--- start of Text ---

On 3/31/15 9:25 AM, Margaret Wasserman wrote:
> 
> Hi Joel,
> 
> As I understand it, the downref policy is intended to allow references
> to Informational or Experimental documents in specific cases.  The page
> you referenced says:  "Exceptions to this rule are sometimes needed as
> the IETF uses informational RFCs to describe non-IETF standards or
> IETF-specific modes of use of such standards."
> 
> I don't think it is intended to allow a downref to a protocol defined in
> a non-IETF RFC.  Babel was published as an Independent Submission
> Experimental RFC.  We have already been told by at least one AD that
> they wouldn't approve that sort of downref, but that may not represent a
> final decision of the IESG.

The concern about labels is offputting, the downref policy is about
exception handling, and the mechanics of reviewing and approving it has
a lot to do with the necessity of making the normative reference, since
it's already been established that the status is a problem.

> If this is something the Homenet WG may want to do (even though we
> didn't have consensus to do this during the meeting), would it be
> possible for us to get an answer from the IESG about whether they would
> approve this, as part of our selection process?

my own .02 is that I don't think we're really forging new ground here.
if you can refer to rfc 3174 which is pretty foundational  then this has
already been considered...

> Margaret
> 
> 
> On Mar 31, 2015, at 12:02 PM, "Joel M. Halpern" <[email protected]
> <mailto:[email protected]>> wrote:
> 
>> Actually Ray, IETF process, as described by the IESG, happily allows
>> for Downref with suitable approval and notice to the community.  So,
>> as far as I can tell, homenet could indeed reference and mandate Babel
>> in a Proposed Standard RFC.  I would agree that homenet choosing to do
>> that would be a strong impetus for moving the document to Standards
>> track. But that does not have to be gating.
>>
>> https://trac.tools.ietf.org/group/iesg/trac/wiki/DownrefRegistry
>>
>> Yours,
>> Joel
>>
>> On 3/31/15 11:54 AM, Ray Bellis wrote:
>>>
>>>> On 31 Mar 2015, at 16:35, Dave Taht <[email protected]> wrote:
>>>>
>>>> I don't see any point in starting up a new working group[1] whatsoever
>>>> based on the events of the last ietf homenet meeting, particularly
>>>> with the arrival of a new written from-spec version of babel in under
>>>> 15 hours, (which I am still chortling about. I am tempted to write one
>>>> in rust).

--- end of Text ---
--- start of Provided records ---

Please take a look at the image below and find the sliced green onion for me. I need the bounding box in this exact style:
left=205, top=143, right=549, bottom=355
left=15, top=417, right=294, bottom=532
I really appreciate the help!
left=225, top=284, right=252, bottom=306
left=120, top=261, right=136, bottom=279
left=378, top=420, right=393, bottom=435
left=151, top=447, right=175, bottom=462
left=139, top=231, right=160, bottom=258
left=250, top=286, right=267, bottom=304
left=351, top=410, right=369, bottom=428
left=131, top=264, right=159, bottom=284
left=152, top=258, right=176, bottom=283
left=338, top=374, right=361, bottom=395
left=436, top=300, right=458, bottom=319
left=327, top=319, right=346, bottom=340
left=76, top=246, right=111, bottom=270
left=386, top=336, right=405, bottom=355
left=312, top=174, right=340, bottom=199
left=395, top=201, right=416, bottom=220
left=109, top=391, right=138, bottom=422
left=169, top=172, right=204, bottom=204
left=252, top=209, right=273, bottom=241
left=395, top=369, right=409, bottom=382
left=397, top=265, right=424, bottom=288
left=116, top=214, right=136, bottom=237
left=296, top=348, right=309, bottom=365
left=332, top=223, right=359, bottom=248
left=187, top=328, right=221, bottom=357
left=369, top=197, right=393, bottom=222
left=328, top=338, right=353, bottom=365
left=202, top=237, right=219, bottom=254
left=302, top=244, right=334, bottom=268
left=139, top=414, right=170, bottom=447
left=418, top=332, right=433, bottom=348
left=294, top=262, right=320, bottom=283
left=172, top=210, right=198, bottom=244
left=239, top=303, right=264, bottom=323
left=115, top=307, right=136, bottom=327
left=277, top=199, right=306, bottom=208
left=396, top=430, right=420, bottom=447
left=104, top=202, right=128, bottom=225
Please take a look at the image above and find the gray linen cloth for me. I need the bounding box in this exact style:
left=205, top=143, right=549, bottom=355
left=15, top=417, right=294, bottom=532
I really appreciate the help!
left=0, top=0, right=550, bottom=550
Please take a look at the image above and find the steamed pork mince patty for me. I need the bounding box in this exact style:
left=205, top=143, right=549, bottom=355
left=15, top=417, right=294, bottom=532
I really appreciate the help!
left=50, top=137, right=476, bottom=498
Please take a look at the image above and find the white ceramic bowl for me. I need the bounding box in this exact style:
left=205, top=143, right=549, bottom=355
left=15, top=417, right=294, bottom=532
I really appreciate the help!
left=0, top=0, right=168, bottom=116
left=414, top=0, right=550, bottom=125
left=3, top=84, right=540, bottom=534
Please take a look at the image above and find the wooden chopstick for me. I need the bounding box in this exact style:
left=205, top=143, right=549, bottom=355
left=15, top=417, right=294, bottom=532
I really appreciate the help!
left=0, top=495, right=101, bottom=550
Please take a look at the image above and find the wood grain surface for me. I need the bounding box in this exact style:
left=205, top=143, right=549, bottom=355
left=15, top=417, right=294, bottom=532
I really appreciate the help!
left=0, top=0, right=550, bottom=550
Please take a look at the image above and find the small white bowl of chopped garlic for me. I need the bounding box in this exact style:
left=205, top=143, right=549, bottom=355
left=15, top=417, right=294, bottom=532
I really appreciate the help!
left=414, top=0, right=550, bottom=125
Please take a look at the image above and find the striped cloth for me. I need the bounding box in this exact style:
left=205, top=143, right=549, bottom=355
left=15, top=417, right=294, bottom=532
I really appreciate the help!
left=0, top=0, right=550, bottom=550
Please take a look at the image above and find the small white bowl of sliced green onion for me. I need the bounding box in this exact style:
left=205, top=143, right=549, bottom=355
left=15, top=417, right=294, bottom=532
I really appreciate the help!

--- end of Provided records ---

What this exercise asks |
[1] In the email thread, how was Babel published?
[2] Reproduce the passage of the email thread that begins at the words "The concern about" and stops after the words "our selection process?".
The records are not needed for any of the tasks.

Answers to the exercises |
[1] Babel was published as an Independent Submission Experimental RFC.

[2]
The concern about labels is offputting, the downref policy is about
exception handling, and the mechanics of reviewing and approving it has
a lot to do with the necessity of making the normative reference, since
it's already been established that the status is a problem.

> If this is something the Homenet WG may want to do (even though we
> didn't have consensus to do this during the meeting), would it be
> possible for us to get an answer from the IESG about whether they would
> approve this, as part of our selection process?